──────── The data

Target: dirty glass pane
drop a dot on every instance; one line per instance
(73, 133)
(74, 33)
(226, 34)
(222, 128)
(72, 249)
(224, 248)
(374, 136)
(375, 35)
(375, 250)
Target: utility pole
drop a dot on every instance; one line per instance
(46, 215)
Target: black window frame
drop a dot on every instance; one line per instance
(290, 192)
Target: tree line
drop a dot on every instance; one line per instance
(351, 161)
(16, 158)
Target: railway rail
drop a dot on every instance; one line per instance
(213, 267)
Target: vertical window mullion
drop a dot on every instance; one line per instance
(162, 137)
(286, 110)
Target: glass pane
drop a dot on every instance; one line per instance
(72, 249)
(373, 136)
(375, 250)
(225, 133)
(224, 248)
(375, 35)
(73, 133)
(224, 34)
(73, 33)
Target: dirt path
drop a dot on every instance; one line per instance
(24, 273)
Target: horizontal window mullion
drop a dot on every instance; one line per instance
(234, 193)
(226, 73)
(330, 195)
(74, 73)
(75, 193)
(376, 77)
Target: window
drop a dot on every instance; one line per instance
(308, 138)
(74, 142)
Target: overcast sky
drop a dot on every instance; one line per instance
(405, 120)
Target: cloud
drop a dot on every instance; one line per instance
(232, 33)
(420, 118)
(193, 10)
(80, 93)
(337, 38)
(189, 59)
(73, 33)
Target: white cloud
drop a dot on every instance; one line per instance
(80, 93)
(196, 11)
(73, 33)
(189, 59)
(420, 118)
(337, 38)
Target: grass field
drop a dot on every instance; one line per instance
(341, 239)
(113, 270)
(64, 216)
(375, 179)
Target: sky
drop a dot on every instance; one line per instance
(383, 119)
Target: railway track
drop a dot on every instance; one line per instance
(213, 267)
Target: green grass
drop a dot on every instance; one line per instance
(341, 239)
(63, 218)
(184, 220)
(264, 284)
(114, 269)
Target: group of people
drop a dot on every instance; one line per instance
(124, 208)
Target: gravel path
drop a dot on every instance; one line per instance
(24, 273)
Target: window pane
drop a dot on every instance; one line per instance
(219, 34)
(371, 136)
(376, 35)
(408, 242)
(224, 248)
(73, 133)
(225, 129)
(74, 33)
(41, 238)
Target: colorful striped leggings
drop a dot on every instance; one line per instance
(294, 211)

────────────────
──────── The data

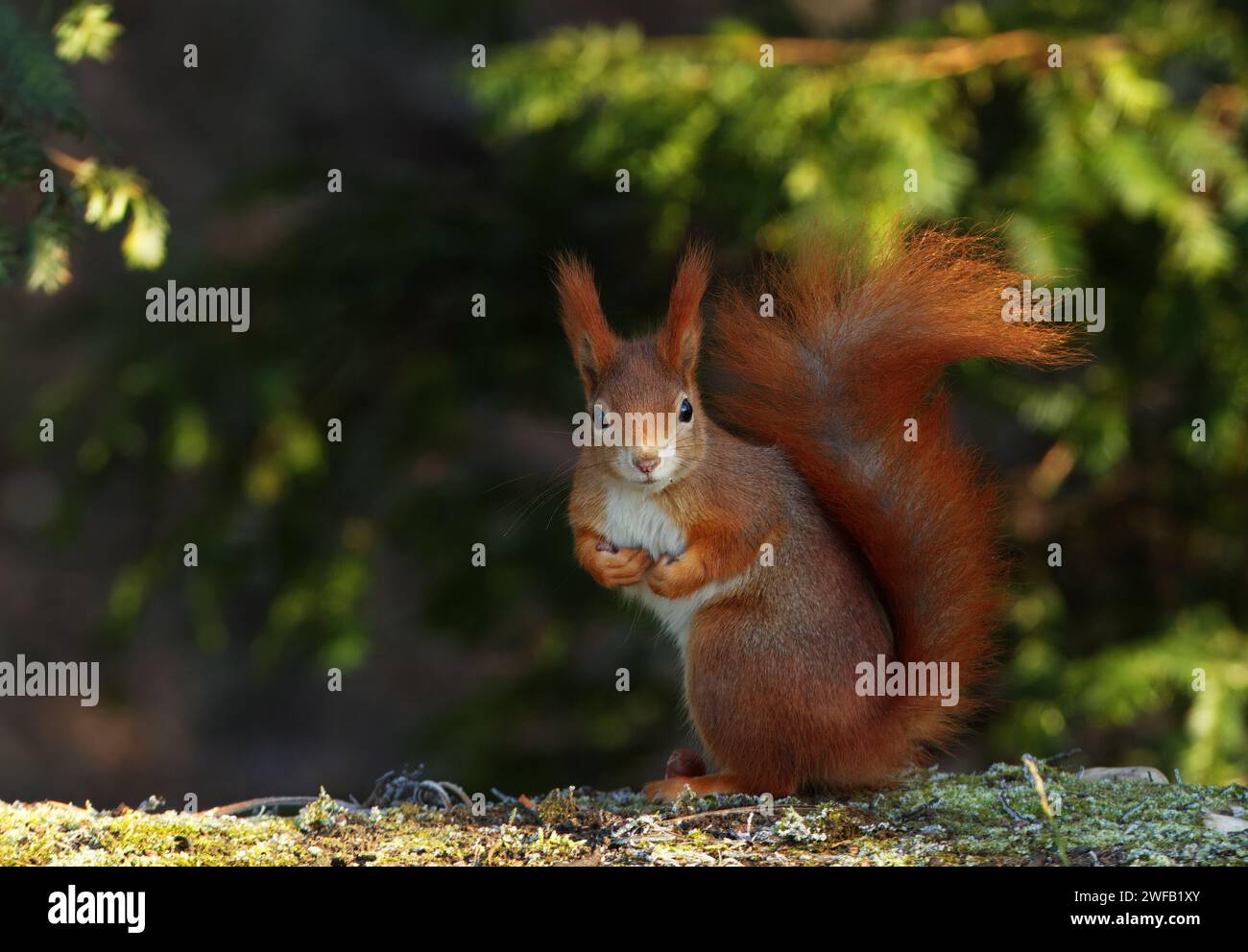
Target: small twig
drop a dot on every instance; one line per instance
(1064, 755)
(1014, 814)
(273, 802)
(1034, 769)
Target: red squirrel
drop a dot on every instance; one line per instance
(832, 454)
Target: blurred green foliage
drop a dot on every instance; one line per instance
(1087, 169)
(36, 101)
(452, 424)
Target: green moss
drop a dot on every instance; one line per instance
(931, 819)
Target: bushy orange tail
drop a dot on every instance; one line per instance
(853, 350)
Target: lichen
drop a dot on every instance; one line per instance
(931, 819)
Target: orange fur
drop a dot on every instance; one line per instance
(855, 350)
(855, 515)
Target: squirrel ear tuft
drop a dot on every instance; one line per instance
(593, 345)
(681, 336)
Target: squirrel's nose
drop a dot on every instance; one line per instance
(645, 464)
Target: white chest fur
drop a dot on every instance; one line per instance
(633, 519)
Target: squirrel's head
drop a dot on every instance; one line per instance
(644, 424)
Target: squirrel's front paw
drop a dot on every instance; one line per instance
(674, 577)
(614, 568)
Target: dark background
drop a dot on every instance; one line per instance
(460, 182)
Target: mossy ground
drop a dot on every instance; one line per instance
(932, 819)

────────────────
──────── The data

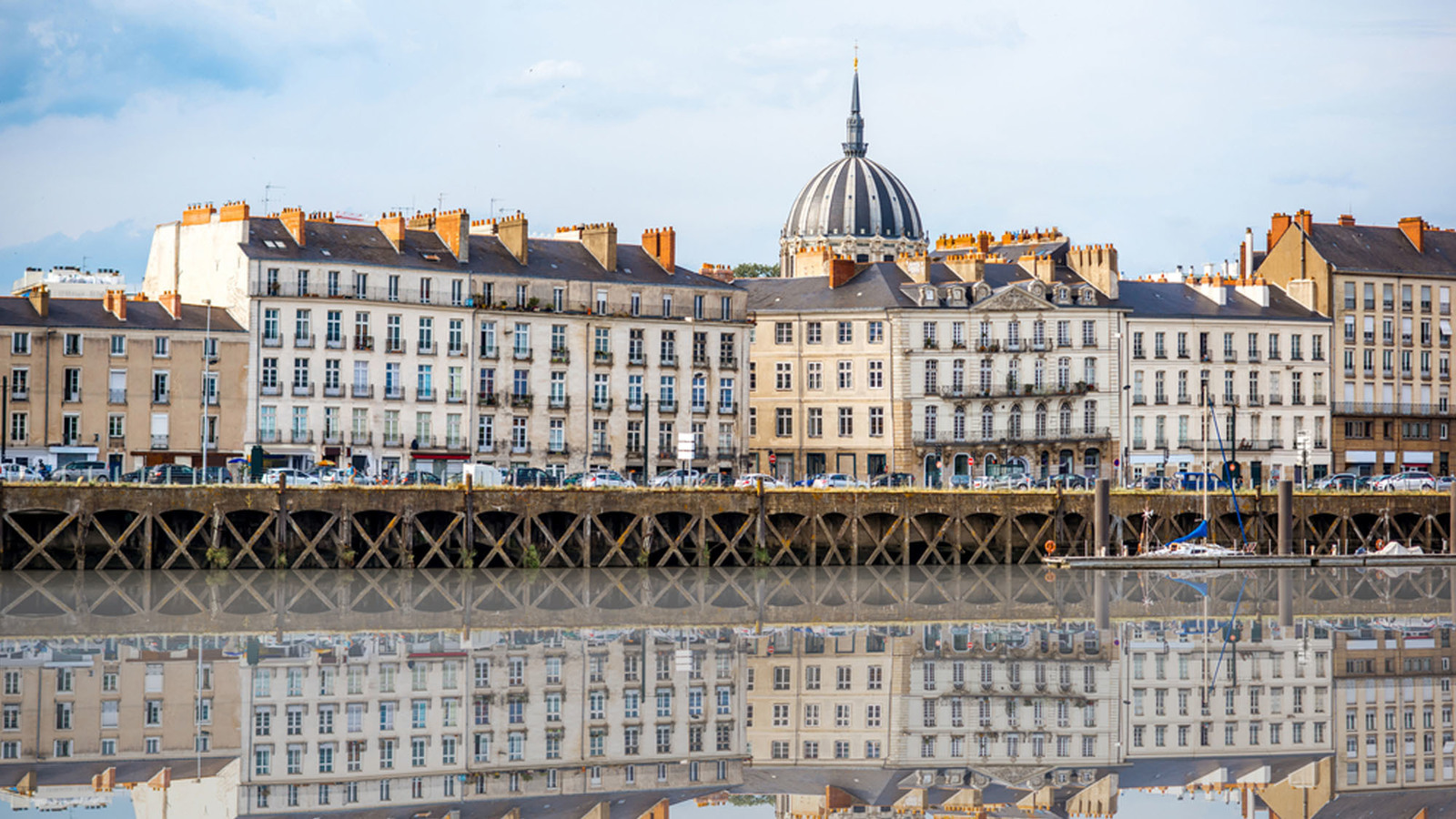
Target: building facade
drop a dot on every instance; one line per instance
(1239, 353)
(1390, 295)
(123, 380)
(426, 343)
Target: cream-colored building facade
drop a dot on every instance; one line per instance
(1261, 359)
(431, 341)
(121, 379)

────────────────

Written exercise: Select and copy each line from the lines above that contains the word "white".

Final result:
Target: white cloud
Target: white chest fur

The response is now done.